## [Activity]
Write the line that contains "positive clicks: (431, 300)" and each one after it, word for word, ending with the final line of the data.

*** Data shown

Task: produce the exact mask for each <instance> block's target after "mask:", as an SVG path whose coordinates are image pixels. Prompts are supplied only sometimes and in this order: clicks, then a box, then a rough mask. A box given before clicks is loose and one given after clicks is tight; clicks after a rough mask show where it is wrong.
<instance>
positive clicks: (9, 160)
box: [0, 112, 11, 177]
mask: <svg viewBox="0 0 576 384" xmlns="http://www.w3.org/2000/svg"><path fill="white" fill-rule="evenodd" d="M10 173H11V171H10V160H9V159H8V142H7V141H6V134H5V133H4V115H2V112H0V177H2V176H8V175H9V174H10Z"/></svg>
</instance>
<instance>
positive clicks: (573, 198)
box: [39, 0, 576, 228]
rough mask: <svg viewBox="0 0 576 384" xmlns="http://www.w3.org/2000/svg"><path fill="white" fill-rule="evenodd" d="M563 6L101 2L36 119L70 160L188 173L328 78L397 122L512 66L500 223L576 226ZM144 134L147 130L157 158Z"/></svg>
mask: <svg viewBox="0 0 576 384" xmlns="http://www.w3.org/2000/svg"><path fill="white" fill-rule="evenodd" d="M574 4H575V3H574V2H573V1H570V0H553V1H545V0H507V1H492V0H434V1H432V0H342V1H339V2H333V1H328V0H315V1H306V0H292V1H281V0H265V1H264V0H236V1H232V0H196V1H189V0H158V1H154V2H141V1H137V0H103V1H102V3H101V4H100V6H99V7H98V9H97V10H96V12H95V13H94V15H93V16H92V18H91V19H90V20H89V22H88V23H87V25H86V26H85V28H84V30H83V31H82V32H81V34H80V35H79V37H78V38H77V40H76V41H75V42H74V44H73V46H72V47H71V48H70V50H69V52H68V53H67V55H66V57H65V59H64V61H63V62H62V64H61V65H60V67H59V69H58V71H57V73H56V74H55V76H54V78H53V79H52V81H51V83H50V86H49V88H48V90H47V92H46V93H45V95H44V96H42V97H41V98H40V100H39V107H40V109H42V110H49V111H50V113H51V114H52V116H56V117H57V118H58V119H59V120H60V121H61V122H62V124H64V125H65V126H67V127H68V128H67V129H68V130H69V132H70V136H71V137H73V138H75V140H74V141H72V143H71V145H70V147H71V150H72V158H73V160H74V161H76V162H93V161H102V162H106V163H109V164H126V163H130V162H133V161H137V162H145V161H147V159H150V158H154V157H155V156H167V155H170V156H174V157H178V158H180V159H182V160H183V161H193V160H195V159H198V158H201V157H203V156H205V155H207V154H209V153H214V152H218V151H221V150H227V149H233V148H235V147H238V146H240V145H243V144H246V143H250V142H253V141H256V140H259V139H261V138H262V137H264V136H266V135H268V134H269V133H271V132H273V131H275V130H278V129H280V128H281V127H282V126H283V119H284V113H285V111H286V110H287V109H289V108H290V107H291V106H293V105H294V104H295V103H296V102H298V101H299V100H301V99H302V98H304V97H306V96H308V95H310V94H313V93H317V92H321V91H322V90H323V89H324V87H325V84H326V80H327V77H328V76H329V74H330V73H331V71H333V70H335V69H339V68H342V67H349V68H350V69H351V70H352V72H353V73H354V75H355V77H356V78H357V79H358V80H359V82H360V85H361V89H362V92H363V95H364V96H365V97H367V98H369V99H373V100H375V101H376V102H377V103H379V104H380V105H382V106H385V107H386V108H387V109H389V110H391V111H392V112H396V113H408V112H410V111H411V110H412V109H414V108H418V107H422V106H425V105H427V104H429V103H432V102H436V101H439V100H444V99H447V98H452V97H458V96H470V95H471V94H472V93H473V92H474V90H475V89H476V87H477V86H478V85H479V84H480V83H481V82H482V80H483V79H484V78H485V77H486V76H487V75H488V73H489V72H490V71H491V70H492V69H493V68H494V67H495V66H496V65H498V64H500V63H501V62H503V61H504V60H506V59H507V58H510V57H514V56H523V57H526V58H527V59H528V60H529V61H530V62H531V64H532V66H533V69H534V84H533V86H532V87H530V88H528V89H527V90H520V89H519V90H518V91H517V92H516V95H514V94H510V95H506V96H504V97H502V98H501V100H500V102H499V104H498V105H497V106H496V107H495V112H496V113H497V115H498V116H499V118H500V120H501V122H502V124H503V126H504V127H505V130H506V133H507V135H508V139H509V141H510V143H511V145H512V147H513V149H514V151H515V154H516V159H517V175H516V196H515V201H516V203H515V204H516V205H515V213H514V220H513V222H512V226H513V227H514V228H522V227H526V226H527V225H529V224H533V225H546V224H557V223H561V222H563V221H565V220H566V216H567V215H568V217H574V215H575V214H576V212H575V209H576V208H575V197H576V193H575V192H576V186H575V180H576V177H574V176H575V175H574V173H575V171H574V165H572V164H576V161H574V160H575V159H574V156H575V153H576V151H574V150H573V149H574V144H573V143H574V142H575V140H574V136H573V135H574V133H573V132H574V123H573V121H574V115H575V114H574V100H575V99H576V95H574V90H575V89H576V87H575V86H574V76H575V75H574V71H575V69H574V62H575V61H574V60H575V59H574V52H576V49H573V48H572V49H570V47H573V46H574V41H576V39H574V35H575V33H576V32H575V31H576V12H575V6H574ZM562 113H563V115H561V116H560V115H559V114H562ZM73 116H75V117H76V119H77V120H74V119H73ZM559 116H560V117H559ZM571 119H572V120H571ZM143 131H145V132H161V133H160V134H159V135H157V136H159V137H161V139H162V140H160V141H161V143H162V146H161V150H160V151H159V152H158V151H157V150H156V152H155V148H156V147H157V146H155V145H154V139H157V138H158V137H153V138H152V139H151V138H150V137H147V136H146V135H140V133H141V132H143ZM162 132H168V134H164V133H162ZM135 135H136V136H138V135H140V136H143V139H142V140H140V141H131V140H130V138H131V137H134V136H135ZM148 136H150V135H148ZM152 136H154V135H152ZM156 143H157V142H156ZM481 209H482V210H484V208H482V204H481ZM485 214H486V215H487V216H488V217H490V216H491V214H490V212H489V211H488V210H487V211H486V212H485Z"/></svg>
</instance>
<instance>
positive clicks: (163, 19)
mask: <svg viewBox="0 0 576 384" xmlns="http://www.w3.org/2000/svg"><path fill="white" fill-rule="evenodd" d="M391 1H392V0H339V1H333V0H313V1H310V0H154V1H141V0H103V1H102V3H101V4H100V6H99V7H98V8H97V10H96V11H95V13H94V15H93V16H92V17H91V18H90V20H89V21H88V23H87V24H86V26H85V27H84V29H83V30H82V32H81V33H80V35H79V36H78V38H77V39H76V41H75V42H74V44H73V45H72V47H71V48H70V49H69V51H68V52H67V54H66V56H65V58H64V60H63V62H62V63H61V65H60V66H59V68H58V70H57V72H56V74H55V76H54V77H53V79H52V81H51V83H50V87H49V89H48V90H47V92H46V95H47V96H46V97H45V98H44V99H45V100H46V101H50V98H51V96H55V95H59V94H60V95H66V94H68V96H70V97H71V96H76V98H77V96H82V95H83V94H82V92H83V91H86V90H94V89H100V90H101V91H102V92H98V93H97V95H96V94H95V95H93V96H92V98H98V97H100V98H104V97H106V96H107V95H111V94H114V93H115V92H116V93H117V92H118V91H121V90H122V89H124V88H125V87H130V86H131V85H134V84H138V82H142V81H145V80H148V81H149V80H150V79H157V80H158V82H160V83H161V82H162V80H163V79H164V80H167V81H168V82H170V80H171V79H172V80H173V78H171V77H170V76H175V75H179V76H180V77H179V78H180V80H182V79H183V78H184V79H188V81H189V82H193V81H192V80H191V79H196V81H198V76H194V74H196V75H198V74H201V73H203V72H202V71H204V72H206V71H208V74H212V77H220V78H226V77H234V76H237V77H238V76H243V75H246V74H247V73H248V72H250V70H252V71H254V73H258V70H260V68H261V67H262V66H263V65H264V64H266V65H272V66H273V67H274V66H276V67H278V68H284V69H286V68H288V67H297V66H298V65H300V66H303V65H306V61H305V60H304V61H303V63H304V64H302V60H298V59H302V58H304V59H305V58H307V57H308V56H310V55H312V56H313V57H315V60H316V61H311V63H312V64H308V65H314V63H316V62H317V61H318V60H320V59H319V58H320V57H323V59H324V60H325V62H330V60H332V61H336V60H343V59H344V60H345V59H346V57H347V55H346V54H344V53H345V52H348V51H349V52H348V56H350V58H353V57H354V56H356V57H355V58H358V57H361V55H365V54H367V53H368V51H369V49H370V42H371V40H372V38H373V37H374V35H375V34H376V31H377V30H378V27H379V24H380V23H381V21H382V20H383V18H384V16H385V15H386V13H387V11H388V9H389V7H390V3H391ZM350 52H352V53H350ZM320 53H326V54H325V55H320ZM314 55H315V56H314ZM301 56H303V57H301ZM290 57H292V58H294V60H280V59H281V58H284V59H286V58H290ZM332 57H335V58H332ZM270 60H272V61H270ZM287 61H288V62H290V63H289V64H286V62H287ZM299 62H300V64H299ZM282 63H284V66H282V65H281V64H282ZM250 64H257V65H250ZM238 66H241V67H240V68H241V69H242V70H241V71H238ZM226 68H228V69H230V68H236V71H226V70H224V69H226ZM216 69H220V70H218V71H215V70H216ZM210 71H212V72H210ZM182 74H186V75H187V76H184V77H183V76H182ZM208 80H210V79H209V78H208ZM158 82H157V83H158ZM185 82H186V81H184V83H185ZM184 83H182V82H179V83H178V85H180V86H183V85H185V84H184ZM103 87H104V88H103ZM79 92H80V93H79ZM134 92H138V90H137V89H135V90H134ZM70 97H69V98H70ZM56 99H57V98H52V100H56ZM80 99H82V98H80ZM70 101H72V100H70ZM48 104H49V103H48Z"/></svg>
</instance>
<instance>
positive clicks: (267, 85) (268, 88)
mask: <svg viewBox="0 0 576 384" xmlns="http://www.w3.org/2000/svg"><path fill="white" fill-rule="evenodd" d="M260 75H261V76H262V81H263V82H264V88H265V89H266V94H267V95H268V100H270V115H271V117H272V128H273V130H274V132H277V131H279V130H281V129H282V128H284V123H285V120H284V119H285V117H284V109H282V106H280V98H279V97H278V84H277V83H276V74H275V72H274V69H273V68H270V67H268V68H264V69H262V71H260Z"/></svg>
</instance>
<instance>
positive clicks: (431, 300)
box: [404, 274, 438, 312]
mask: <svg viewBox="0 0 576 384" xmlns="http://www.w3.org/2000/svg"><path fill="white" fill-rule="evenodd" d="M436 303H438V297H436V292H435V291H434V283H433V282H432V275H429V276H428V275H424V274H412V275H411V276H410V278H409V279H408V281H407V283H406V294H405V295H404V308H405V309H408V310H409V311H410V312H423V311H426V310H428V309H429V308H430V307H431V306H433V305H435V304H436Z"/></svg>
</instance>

******

## [Result]
positive clicks: (431, 300)
box: [404, 274, 438, 312]
mask: <svg viewBox="0 0 576 384" xmlns="http://www.w3.org/2000/svg"><path fill="white" fill-rule="evenodd" d="M436 303H438V297H436V292H435V291H434V283H433V282H432V275H429V276H428V275H424V274H412V275H411V276H410V278H409V279H408V281H407V283H406V294H405V295H404V308H405V309H408V310H409V311H410V312H423V311H426V310H428V309H429V308H430V307H431V306H433V305H435V304H436Z"/></svg>
</instance>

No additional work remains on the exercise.